**Consigna 1:**
Según el texto sobre Brasil, ¿quién es Clovis Rossi?

**Fragmento citado:**
######
Brasil, un gigante abatido
El país que hace una década aspiraba a ser una potencia en el mundo se hunde en la crisis política y moral
São Paulo 8 ABR 2018 - 10:02 CEST
“¿Cuándo se jodió el Brasil? En 1500, cuando llegaron los portugueses”. La ironía de Clovis Rossi, uno de los más respetados periodistas brasileños, podría ser suscrita por millones de compatriotas. Es una sensación muy común, como si algo fuese mal desde el principio, como si sus problemas estuviesen tan anclados en la historia que difícilmente encontrarán solución. La rapiña colonial, un sangriento régimen esclavista que llegó casi hasta el siglo XX, una independencia sin héroes proclamada por el heredero de un rey portugués… Con un bagaje así, son muchos los que piensan que su país ya nació jodido y que la desigualdad social, la violencia y la corrupción forman parte de su naturaleza.
######
**Material de trabajo:**
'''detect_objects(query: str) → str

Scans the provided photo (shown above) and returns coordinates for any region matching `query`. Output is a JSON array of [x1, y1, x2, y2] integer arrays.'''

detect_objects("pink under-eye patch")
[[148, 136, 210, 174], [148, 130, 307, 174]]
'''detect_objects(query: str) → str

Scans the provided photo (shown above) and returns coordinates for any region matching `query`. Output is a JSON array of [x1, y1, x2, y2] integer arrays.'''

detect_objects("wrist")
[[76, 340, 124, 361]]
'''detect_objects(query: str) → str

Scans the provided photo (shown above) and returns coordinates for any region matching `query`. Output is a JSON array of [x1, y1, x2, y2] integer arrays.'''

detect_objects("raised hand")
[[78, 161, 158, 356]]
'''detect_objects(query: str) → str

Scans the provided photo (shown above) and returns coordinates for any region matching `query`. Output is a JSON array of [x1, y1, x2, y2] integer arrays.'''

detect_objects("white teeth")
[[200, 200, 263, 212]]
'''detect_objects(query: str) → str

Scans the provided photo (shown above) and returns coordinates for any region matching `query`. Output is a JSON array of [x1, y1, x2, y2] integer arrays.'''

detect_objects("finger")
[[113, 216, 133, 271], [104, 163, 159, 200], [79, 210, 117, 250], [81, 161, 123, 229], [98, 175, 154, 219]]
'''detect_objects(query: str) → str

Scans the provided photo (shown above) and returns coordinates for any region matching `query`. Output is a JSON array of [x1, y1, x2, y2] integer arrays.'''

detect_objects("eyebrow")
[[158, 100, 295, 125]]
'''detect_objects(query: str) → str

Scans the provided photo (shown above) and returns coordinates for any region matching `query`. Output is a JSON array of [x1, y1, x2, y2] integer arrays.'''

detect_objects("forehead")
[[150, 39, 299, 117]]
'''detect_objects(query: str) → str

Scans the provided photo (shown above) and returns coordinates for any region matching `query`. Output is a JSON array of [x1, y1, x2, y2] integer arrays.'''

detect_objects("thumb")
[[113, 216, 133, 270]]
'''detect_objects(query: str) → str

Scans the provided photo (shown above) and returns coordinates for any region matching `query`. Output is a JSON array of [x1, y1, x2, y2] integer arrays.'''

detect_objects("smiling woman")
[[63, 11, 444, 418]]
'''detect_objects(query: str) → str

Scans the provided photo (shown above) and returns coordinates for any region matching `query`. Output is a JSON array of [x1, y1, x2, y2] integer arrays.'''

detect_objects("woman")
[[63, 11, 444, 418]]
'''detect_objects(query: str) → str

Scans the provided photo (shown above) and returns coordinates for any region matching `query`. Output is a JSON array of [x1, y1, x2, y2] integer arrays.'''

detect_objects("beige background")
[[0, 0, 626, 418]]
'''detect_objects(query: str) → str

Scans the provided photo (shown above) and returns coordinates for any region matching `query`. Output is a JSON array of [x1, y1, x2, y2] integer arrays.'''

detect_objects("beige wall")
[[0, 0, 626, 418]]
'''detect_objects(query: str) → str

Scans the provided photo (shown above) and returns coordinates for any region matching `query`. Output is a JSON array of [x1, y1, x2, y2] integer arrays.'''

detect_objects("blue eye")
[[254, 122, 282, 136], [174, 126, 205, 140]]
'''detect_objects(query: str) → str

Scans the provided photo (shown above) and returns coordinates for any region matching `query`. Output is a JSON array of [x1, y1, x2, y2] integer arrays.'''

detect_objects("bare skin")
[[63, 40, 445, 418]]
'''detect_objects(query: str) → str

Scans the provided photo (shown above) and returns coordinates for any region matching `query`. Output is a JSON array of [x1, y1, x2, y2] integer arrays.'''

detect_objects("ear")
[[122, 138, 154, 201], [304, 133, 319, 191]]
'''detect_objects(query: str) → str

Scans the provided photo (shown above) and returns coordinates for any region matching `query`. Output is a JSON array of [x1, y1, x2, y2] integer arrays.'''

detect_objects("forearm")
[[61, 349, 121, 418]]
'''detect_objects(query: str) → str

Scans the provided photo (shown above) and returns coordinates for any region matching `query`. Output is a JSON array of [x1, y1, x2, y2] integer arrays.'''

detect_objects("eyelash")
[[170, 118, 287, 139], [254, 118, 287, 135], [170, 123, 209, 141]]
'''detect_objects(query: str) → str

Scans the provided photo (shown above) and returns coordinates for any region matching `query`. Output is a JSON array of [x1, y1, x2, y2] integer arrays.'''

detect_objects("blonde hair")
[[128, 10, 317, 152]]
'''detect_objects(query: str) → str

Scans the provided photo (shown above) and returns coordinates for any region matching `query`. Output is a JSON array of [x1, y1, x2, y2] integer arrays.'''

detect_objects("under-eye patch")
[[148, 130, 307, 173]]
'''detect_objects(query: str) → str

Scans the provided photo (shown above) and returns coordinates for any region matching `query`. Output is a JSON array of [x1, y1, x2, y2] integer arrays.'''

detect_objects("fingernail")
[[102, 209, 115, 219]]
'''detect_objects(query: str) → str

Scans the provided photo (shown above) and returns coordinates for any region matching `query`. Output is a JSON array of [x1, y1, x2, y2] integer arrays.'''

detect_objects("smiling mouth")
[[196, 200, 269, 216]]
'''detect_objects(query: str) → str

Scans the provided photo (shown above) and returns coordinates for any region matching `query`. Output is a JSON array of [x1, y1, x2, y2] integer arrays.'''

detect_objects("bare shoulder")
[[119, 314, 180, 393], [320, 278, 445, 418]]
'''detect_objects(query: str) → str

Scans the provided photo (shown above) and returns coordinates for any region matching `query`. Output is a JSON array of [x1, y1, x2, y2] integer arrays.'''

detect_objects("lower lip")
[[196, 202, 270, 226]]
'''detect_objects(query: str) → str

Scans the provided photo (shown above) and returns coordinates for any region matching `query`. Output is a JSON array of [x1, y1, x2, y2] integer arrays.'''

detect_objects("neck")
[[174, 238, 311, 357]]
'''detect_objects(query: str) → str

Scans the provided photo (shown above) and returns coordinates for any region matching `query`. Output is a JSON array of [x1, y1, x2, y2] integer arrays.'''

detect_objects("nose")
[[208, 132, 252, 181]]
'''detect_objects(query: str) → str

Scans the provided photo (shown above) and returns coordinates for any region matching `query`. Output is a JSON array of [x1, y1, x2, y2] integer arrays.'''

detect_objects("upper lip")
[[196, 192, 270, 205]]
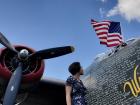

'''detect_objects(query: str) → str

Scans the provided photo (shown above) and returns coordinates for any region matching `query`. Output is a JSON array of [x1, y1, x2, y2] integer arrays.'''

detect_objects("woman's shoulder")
[[66, 76, 74, 84]]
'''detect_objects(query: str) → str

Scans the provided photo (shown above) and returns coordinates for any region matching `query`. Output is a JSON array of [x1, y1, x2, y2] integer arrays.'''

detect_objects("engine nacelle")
[[0, 45, 45, 84]]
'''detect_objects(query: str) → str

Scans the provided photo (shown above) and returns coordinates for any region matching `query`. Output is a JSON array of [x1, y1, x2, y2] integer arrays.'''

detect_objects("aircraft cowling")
[[0, 45, 45, 84]]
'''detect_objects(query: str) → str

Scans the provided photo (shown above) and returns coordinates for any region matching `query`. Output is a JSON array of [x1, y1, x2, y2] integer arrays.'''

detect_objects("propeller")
[[0, 32, 18, 53], [0, 33, 74, 105], [3, 63, 22, 105]]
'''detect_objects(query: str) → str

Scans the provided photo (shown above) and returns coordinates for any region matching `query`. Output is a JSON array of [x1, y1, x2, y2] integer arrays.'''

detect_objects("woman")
[[65, 62, 87, 105]]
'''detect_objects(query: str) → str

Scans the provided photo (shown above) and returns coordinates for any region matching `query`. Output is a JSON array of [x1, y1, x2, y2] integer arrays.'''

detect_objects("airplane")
[[0, 33, 74, 105], [82, 38, 140, 105]]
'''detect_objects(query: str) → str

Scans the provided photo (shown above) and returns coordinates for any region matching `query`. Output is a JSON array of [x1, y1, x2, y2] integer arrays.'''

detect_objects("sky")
[[0, 0, 140, 80]]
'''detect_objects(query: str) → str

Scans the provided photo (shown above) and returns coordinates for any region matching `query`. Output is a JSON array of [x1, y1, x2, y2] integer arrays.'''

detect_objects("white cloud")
[[107, 0, 140, 22]]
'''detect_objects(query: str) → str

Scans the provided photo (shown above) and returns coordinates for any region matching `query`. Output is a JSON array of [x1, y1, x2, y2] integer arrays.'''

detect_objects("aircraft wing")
[[18, 80, 66, 105]]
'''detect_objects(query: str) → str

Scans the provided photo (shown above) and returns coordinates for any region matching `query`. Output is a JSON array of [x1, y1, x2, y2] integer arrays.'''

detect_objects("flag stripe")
[[91, 20, 122, 47]]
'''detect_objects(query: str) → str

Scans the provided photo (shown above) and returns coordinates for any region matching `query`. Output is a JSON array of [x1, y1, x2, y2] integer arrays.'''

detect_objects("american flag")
[[91, 19, 122, 47]]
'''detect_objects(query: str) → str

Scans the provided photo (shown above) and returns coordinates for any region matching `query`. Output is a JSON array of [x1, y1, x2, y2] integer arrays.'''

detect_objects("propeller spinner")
[[0, 33, 74, 105]]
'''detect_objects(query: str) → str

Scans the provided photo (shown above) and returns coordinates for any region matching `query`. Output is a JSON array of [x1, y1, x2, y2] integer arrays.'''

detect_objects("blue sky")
[[0, 0, 140, 80]]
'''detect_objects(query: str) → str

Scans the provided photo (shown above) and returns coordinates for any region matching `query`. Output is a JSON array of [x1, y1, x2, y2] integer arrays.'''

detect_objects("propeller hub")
[[18, 49, 29, 60]]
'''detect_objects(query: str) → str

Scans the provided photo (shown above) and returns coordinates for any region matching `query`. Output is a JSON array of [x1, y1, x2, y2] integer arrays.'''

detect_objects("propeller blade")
[[0, 32, 17, 53], [3, 64, 22, 105], [29, 46, 74, 59]]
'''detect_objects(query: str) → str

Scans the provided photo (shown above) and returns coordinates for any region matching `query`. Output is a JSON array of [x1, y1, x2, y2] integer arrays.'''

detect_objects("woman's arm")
[[65, 85, 72, 105]]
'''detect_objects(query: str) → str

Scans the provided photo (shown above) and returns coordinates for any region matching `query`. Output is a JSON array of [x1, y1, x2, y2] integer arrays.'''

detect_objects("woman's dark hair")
[[68, 62, 81, 75]]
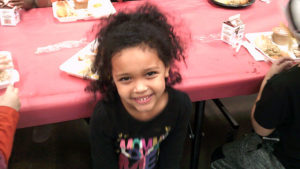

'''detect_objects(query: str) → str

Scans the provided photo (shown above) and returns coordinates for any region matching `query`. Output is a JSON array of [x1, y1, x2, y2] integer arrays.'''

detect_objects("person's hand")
[[0, 0, 24, 8], [7, 0, 24, 8], [265, 57, 294, 80], [0, 85, 21, 111], [0, 54, 12, 72]]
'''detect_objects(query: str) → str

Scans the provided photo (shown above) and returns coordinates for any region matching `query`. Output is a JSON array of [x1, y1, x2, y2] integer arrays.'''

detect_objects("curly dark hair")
[[86, 3, 185, 99]]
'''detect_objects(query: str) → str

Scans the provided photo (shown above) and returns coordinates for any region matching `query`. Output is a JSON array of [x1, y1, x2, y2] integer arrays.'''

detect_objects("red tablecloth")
[[0, 0, 284, 127]]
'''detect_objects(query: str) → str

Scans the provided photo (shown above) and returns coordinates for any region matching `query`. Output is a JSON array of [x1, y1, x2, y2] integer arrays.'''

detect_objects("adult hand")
[[0, 85, 21, 111], [0, 54, 12, 72], [265, 57, 294, 80]]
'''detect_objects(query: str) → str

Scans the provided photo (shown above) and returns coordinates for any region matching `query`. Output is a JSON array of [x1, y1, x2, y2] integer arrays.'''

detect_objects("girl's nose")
[[134, 81, 148, 93]]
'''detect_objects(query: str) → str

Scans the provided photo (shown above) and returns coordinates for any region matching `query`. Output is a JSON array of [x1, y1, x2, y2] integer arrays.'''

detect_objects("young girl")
[[88, 4, 192, 169]]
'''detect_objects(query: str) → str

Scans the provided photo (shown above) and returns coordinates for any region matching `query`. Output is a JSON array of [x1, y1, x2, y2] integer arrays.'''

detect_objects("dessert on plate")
[[215, 0, 249, 5]]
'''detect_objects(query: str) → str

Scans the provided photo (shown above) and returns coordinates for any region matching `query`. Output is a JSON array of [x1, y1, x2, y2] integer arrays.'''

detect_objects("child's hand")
[[0, 54, 12, 72], [0, 85, 21, 111], [265, 57, 294, 80]]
######
**Consigna 2:**
Vuelve a escribir todo, desde el comienzo de los registros hasta la línea que contiene "[[150, 39, 299, 117]]", con ambos extremos incluidos, y aumenta en 22 cada coordenada de las respuestas.

**Salida completa 1:**
Uno de los más respetados periodistas brasileños.

**Salida completa 2:**
'''detect_objects(query: str) → str

Scans the provided photo (shown above) and returns coordinates for any region matching `query`. Output is a JSON array of [x1, y1, x2, y2] integer arrays.'''

detect_objects("pink under-eye patch")
[[170, 158, 232, 196], [170, 152, 329, 196]]
'''detect_objects(query: str) → str

Scans the provided photo (shown above) and returns coordinates for any region matching `query`. Output is a JSON array of [x1, y1, x2, y2] integer arrays.'''

detect_objects("wrist")
[[98, 362, 146, 383]]
'''detect_objects(query: str) → str

Scans the provided photo (shown above) and returns coordinates for any region matching `query`. Output is a JSON array of [x1, y1, x2, y2] integer arrays.'''

detect_objects("raised hand")
[[100, 183, 180, 378]]
'''detect_objects(query: str) → str

Scans the provided photo (shown above) and returns coordinates for any region matching `query`. Output is a JSON array of [x1, y1, x2, y2] integer arrays.'''

detect_objects("white teeth")
[[222, 222, 285, 234]]
'''detect_objects(query: str) → str

Scans the provided photo (shown above) and returns coordinates for any region matching `query`. Output is a JSON array of [x1, y1, x2, y2] integer arrays.'''

detect_objects("finger")
[[135, 238, 155, 293], [126, 185, 181, 222], [101, 232, 139, 272], [103, 183, 145, 251], [120, 197, 176, 241]]
'''detect_objects(query: str) → str

Scans the provided photo (shown above) and returns coordinates for any region matching `query`. Output is a JSON array of [x1, y1, x2, y2] integer arrays.'''

detect_objects("eyebrow")
[[180, 122, 317, 147]]
'''detect_objects(query: str) → str

Scans the provided photo (shown above) and returns coordinates for any region matching `query`. Output is a JSON array of [x1, y1, x2, y2] integer arrays.'''

detect_objects("forehead")
[[172, 61, 321, 139]]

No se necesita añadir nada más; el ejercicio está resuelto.